» **WHAT NEEDS TO BE DONE**
Give the number of lines in the entries that contain "clicks". State only the count.

(Stored records)
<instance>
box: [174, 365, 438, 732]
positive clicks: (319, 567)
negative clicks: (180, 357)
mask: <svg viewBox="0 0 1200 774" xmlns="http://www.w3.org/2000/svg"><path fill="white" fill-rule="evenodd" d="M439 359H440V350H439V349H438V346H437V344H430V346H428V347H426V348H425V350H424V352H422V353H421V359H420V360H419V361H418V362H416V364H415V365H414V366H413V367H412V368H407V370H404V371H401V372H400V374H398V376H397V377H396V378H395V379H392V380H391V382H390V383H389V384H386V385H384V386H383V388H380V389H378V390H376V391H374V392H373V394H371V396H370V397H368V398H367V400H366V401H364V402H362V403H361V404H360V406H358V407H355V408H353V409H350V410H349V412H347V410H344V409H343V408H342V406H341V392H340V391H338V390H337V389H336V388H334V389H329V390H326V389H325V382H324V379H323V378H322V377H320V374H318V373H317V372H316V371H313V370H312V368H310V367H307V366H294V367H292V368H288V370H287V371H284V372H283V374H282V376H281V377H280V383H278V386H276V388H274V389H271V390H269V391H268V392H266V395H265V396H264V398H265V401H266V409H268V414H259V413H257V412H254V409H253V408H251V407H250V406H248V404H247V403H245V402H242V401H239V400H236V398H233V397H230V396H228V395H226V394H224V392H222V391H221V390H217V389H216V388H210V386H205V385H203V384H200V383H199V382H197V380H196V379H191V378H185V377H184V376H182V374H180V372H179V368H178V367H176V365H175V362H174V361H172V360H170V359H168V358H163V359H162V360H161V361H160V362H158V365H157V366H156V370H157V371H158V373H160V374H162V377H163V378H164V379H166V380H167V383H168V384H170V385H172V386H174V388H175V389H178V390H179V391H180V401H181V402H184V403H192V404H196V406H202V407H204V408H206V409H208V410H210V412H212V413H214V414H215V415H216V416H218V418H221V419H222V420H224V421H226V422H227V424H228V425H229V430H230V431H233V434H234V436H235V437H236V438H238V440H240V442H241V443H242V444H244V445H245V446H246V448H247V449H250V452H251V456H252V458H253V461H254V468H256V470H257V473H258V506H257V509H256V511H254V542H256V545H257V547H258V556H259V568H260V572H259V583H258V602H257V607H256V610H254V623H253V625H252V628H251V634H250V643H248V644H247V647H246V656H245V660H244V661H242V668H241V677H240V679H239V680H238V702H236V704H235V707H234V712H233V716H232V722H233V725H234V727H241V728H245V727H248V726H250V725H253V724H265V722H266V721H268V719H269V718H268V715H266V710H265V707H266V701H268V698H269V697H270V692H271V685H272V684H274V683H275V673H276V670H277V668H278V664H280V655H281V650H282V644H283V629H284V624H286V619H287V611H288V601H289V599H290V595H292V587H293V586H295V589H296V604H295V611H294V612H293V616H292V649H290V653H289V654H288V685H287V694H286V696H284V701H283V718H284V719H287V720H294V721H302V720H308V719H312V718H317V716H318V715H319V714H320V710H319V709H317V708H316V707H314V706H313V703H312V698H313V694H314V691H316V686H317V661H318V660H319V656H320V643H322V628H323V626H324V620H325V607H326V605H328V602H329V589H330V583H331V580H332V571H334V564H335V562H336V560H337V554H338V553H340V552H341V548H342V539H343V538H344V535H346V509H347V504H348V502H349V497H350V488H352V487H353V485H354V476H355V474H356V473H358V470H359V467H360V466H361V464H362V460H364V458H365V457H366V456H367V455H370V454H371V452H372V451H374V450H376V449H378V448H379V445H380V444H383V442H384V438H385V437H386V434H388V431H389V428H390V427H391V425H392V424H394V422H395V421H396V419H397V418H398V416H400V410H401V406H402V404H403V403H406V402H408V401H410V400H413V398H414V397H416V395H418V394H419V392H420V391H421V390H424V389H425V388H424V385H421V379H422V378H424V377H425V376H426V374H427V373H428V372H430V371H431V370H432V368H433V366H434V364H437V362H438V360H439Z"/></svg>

» **YOUR RESPONSE**
2